Coordinate labeling data:
────────────────────────────────────────
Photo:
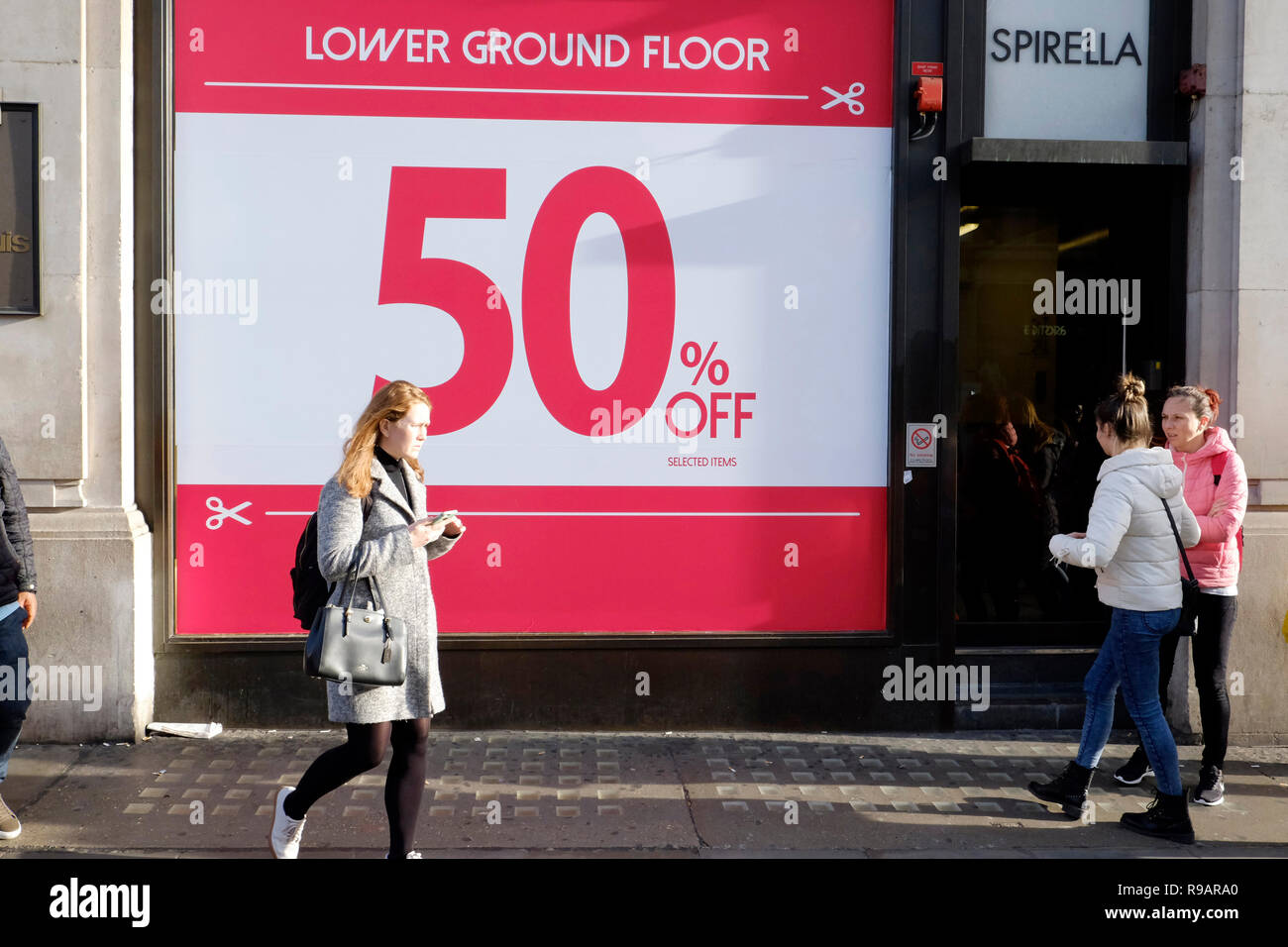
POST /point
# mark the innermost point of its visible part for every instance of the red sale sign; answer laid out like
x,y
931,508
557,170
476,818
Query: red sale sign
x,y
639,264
────────────────────────────────────────
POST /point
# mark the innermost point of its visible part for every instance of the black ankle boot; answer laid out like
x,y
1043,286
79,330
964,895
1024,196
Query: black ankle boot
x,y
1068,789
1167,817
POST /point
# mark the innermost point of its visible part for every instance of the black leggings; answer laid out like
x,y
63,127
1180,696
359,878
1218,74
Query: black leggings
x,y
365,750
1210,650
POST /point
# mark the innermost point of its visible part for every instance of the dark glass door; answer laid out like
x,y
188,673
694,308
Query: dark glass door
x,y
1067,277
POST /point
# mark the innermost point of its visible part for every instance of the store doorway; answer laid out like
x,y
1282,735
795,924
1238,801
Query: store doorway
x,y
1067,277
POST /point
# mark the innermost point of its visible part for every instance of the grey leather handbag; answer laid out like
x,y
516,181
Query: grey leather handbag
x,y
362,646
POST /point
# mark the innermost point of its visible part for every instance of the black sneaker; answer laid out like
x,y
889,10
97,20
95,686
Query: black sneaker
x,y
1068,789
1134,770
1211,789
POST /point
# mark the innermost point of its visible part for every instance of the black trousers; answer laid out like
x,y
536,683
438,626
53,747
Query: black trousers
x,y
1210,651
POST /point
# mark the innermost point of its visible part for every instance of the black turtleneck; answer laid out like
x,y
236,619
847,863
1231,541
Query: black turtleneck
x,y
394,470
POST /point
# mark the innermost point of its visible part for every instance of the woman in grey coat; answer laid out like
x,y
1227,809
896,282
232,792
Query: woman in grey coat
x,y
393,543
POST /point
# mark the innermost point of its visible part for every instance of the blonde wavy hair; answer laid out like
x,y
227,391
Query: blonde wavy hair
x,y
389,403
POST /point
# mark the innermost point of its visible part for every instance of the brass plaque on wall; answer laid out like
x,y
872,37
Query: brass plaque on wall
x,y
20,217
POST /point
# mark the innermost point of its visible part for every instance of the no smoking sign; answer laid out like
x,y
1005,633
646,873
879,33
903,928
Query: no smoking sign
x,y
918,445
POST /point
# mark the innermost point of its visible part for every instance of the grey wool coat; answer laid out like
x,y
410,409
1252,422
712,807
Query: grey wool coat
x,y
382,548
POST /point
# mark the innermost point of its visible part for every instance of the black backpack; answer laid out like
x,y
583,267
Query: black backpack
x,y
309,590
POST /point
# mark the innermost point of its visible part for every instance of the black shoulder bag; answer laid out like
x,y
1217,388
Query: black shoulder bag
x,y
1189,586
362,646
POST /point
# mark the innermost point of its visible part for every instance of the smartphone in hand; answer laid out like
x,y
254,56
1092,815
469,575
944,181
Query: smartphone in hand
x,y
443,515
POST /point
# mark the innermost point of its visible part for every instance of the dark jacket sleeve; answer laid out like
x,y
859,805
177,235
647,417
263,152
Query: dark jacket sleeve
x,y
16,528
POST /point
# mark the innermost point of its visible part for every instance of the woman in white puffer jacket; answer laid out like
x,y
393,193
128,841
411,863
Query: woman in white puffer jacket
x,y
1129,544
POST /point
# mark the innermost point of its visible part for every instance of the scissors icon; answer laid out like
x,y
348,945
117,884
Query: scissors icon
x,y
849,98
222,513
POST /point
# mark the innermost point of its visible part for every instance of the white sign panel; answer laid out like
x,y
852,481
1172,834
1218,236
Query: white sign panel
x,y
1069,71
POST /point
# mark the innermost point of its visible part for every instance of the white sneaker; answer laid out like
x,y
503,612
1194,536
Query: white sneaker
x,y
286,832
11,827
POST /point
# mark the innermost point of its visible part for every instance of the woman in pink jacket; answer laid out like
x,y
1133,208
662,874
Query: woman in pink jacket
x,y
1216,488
────────────────────────────────────────
● SHORT PROBLEM: Report each line of the entries above that contains the word "coat", treating uppercase and lowercase as different.

● SOLUTION BELOW:
# mark the innermost point of its visible part for every instance of the woman in grey coat; answer laid out like
Query: woman in grey coat
# mark the innermost point of its visible part for every instance of the grey wool coat; answer laid out like
Query: grey wool coat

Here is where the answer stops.